Top of Extracted data

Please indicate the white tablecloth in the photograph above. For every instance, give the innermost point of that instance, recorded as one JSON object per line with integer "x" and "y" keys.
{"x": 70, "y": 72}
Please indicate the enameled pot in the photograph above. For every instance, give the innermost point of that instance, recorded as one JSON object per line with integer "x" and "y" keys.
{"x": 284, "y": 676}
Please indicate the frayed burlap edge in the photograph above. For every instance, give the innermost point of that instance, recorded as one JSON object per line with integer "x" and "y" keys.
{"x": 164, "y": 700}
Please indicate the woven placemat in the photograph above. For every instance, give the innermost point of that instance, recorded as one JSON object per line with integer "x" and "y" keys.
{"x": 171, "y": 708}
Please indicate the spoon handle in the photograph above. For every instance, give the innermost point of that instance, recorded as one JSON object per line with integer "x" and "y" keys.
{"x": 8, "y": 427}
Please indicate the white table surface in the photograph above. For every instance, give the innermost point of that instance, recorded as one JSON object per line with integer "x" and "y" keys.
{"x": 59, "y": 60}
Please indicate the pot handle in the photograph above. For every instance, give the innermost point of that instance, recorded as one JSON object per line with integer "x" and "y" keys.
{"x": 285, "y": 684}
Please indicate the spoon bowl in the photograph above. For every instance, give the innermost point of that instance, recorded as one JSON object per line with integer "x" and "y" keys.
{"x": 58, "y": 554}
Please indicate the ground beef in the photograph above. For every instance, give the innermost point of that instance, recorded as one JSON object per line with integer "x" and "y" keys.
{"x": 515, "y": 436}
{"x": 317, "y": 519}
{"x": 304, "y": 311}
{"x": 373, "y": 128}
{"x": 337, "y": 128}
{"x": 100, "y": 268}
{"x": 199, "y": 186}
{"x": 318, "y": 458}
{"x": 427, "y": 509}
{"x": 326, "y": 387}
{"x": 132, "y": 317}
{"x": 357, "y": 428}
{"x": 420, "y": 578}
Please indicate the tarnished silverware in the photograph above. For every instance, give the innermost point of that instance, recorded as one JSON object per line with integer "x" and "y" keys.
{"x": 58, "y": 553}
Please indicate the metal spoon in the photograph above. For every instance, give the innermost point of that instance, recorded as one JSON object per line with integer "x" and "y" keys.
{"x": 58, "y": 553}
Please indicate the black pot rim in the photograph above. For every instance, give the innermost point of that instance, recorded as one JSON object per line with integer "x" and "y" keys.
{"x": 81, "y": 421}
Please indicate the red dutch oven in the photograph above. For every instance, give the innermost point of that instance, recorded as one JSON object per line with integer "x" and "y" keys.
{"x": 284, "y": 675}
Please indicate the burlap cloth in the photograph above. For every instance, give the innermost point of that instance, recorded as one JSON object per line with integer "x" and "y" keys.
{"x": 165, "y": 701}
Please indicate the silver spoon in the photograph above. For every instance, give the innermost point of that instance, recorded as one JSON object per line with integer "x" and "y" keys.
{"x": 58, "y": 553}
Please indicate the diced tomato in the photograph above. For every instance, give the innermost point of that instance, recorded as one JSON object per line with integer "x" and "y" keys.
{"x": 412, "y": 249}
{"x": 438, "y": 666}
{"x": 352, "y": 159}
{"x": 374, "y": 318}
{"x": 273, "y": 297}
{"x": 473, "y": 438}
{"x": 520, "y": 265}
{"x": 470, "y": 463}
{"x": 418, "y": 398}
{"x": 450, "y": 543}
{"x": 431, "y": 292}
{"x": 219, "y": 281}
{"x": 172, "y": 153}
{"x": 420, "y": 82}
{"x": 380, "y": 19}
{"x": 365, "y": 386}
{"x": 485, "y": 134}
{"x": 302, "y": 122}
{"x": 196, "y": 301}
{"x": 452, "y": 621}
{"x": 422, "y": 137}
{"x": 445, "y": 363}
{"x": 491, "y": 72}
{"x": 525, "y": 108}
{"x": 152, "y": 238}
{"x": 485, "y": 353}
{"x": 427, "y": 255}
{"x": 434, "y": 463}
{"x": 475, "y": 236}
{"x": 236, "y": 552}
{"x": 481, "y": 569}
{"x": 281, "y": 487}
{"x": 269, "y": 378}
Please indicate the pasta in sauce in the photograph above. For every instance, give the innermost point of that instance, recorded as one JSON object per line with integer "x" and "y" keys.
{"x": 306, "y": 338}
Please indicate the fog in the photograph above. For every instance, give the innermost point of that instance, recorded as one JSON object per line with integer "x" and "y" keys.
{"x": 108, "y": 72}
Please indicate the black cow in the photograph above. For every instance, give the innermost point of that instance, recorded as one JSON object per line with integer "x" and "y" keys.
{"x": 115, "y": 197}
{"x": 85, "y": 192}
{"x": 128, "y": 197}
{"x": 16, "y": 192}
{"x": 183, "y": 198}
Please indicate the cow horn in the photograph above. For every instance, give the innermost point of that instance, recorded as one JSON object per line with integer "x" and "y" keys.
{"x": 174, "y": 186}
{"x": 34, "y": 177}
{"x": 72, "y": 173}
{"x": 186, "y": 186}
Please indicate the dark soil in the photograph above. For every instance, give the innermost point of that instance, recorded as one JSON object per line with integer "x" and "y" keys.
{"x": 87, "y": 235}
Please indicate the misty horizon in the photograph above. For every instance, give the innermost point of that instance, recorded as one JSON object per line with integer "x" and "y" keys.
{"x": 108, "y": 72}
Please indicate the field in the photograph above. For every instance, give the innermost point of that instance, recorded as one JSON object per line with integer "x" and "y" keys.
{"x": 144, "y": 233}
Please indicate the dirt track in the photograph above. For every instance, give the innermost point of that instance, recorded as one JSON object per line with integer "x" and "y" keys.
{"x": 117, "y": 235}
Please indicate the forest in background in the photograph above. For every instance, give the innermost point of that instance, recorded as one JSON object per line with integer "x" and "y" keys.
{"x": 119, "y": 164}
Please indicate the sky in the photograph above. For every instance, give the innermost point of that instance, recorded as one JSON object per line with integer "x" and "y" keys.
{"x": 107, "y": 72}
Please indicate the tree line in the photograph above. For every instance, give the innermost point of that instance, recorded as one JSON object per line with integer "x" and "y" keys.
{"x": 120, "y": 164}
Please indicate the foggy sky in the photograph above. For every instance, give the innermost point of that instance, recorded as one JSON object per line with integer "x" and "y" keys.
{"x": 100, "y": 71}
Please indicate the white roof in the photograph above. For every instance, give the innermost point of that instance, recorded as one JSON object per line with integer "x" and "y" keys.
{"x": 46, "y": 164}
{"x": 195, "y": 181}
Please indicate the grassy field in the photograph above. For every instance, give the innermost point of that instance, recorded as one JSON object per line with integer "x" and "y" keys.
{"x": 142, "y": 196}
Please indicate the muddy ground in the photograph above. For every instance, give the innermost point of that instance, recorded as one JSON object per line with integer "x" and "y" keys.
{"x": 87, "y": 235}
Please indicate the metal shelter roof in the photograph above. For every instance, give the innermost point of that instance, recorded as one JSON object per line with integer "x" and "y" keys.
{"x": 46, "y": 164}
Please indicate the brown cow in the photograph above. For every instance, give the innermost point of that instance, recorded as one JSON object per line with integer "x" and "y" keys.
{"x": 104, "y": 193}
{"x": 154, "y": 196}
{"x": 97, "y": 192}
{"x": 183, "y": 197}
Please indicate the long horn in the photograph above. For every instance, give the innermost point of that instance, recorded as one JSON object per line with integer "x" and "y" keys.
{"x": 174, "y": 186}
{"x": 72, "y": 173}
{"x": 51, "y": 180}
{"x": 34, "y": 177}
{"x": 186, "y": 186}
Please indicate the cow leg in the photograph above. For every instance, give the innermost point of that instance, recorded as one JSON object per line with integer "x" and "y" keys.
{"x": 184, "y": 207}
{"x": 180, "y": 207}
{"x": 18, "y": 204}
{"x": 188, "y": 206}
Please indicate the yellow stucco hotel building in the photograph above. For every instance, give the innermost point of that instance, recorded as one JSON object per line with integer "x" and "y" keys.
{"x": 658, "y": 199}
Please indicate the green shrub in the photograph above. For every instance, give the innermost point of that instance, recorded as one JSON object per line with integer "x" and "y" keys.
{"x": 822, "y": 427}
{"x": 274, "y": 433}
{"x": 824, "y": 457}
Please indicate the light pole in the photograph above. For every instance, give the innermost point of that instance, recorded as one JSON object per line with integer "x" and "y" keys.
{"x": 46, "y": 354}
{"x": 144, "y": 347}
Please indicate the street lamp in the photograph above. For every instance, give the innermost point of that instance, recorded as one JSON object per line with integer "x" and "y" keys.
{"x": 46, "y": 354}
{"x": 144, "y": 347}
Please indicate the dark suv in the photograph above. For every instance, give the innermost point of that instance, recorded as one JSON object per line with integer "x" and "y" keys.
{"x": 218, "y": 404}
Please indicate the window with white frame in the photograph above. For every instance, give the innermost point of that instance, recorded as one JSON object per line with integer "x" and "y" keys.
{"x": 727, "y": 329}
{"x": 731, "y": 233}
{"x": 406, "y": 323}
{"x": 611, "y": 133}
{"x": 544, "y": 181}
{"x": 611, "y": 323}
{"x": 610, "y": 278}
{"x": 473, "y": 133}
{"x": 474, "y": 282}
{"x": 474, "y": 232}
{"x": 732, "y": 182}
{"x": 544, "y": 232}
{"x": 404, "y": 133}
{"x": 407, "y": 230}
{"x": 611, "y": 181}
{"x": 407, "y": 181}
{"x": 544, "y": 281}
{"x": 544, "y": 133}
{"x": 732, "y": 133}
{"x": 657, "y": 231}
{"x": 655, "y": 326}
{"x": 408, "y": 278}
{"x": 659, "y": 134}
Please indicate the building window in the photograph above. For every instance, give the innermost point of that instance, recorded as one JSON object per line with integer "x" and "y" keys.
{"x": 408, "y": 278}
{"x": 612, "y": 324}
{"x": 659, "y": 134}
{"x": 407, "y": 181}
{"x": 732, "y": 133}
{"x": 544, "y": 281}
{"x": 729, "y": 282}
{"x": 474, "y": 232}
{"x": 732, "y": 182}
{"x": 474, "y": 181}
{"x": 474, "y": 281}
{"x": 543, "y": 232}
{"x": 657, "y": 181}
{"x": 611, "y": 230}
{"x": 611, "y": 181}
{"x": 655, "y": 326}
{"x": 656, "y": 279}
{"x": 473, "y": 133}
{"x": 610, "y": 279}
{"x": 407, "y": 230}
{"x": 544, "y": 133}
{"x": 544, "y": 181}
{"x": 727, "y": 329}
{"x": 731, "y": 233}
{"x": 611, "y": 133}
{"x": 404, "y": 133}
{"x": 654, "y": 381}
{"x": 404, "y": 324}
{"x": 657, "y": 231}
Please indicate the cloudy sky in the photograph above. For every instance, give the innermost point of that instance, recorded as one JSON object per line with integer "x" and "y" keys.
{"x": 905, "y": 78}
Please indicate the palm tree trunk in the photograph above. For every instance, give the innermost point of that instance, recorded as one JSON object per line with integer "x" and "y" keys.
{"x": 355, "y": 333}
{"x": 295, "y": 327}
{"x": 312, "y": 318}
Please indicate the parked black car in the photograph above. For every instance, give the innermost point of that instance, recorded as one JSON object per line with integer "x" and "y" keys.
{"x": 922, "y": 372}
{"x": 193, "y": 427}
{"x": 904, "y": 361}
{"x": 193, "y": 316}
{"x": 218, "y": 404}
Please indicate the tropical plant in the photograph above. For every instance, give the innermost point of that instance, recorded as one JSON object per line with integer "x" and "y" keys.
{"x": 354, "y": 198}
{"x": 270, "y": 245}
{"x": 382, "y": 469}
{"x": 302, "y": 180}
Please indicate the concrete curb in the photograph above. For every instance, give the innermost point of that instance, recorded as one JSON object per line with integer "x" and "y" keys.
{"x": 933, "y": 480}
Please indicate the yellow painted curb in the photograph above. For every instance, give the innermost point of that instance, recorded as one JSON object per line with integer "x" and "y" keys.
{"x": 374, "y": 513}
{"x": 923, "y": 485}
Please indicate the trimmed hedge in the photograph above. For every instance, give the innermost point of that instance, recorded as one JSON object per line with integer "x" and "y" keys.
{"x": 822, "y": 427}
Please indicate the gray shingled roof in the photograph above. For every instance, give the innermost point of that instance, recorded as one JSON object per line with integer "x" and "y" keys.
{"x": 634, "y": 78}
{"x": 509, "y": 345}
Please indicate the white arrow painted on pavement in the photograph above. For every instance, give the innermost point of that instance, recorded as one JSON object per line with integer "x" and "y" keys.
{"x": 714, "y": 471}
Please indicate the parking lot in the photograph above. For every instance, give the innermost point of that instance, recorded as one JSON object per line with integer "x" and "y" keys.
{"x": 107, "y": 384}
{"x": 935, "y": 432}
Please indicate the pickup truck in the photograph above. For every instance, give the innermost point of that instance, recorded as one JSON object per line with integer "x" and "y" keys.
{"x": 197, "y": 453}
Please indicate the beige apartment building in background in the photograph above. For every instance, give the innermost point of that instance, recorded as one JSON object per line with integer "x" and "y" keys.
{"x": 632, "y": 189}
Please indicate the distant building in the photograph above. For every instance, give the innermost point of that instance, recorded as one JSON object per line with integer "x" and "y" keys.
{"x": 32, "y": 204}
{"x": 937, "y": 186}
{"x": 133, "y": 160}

Bottom of Extracted data

#### Exercise requirements
Exact retyping is needed for the line with "Please indicate the distant" and for each line after it through the end of the listing above; no other lines belong.

#### Response
Please indicate the distant building in the photograph above. For every instance, give the innermost point of that instance, recorded as one JSON object per line with integer "x" and "y" keys.
{"x": 32, "y": 204}
{"x": 937, "y": 186}
{"x": 133, "y": 160}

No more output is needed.